Direct interventions are:

  • Not based on attribute values or rules
  • Configurable only via the Python SDK or API
  • Sent directly on pushing an intervention configuration to Signals

Use cases for direct interventions include:

  • Emergency notifications, e.g. system outages
  • Real-time business decisions, e.g. breaking news
  • Manual campaign targeting
  • Sensitive communications requiring authentication or authorization
Intervention endpoints

Direct interventions use the Signals API api/v1/registry/interventions endpoints under the hood. These endpoints check that the submitted bearer token in the API call is valid and authorized.

Conversely, subscription to automated rule-based interventions uses the api/v1/interventions endpoint. This endpoint is public: it doesn't perform authentication or authorization, just sanity checks for the requested attribute keys.

Provided material:
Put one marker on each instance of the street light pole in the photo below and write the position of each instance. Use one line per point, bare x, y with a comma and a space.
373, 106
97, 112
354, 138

Task A:
In the text on direct interventions, which endpoint handles subscription to automated rule-based interventions?
Task B:
Carry the text on direct interventions forward from its final sentence with the next part.
This material was drawn from a separate source.

Exercise response A:
The api/v1/interventions endpoint.

Exercise response B:
Profiles Store

The Profiles Store is a database where Signals saves all your calculated attribute values. When Signals calculates attributes from your events or warehouse data, or syncs pre-calculated data, it stores them here organized by attribute group. Your applications retrieve these stored values using the Signals SDKs or API.

The Profiles Store keeps track of current attribute values, and automatically removes old data based on the TTL settings you configure for each attribute group. It acts as the central source of truth for your Signals deployment.